- _STATED PROBLEM A_
In the article about co-workers supporting each other after layoffs, what was the website called that Reedy and Rosalind O'Brien created?
____ TEXT EXTRACT
Sometimes the worst happens and you lose your job. Maybe it’s out of the blue or maybe you saw the writing on the wall. Either way, it’s nerve wracking and painful and every other synonym out there for stressful.
There’s not a quick fix. But leaning on those who are going through the same experience—and letting them lean on you—can help make the process less overwhelming and certainly less lonely.
That’s why I was so inspired when I learned about all the examples of co-workers who banded together after mass layoffs or a company shutdown. It’s a reminder that losing your job isn’t the end of the world, even when it feels that way.
Below are three ways you and your colleagues can support each other if you’re in a similar situation (or are nervous you might be soon), all based on real stories of people who’ve been there.
1. Create a Website That Profiles Everyone’s Expertise
When Kim Reedy was reading through the description for the role she’d eventually land at Rosetta Stone, “the whole way through I was just ecstatic,” she says. She had an eclectic background that included a lot of travel, languages, and writing, and “it just fit me.”
At the time, “the company was growing so fast that you could pretty much dabble in any department,” recalls Reedy. But the growth didn’t last. Within a few years the company was laying people off. Reedy and several others were cut in March 2013.
She and many of her colleagues had moved from all over the country and world to take jobs in a town that didn’t have a whole lot of other industry, so mass layoffs meant not only losing their jobs, but also potentially leaving their homes.
One fellow Rosetta Stone alum, Laura Dent, worked with a city council member to put together a networking meeting with local business leaders, where Reedy met her future boss. And Reedy worked with another alum, Rosalind O’Brien, to create a website. Your Town, Our Town featured profiles of former Rosetta Stone employees detailing their expertise, experience, and what type of work they’re interested in to help business find them. And it did. The site led to interviews and freelance projects.
“We had a sense of ability and capability,” says Reedy, who’s now the director of communications at JMU X-Labs. “We’ve all moved out here,” they thought as they banded together to figure out: “What’s the next step?”
2. Launch an Online Group to Share Opportunities
When Katharine Richardson returned to full-time work after having kids, she became the director of marketing at an instrument company in Nashville. But it didn’t take long for her to realize what a terrible environment she’d entered.
“It was just an absolutely insane place to work,” she explains. “The CEO would just fire people all the time. You never knew when it was coming…We joked that he had one of those spinning wheels in his office and if it landed on you that was your day.”
And then one day in 2007—having watched several other colleagues depart—it was her turn. She had to stay on for a couple more months to work on a few projects, but she was already reaching out to everyone who’d already left. And once she was out for good, she started an email list for what they called their alumni association.
________
____ DATA LINES
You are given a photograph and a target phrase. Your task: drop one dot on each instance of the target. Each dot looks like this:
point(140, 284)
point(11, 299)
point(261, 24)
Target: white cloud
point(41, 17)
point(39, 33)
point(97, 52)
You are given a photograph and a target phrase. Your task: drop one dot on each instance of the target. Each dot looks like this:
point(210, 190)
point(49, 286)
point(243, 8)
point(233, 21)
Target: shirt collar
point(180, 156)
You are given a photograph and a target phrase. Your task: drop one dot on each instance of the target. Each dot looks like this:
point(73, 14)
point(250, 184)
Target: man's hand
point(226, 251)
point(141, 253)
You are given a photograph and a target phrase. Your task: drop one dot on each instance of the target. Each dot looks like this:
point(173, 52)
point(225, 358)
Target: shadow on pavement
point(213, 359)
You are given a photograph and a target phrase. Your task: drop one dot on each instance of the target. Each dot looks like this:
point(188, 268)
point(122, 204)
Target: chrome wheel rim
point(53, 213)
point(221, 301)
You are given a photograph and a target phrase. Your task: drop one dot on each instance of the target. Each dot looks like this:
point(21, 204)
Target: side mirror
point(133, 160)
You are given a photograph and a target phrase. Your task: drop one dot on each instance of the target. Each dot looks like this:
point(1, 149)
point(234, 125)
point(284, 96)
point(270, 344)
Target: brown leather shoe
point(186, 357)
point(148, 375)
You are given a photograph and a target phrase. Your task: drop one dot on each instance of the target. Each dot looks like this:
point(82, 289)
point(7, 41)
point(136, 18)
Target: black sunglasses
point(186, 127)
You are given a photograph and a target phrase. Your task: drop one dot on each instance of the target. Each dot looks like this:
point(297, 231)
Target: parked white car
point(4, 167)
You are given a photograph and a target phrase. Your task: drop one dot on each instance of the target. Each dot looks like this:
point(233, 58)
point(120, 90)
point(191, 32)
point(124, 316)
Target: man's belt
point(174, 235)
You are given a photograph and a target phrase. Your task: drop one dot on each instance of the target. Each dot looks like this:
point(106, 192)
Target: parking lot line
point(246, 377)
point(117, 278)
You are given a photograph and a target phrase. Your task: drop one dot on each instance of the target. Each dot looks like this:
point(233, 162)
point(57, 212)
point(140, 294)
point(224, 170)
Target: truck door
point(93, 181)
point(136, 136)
________
- _STATED PROBLEM B_
Copy the records verbatim, starting with their first line and continuing through the line that contains "point(141, 253)", both included.

- _OUTPUT A_
Your Town, Our Town

- _OUTPUT B_
You are given a photograph and a target phrase. Your task: drop one dot on each instance of the target. Each dot looks like this:
point(140, 284)
point(11, 299)
point(261, 24)
Target: white cloud
point(41, 17)
point(39, 33)
point(97, 52)
You are given a photograph and a target phrase. Your task: drop one dot on each instance of the target. Each dot looks like this:
point(210, 190)
point(49, 286)
point(243, 8)
point(233, 21)
Target: shirt collar
point(180, 156)
You are given a photograph and a target phrase. Your task: drop one dot on each instance of the target. Each dot looks like this:
point(73, 14)
point(250, 184)
Target: man's hand
point(226, 251)
point(141, 253)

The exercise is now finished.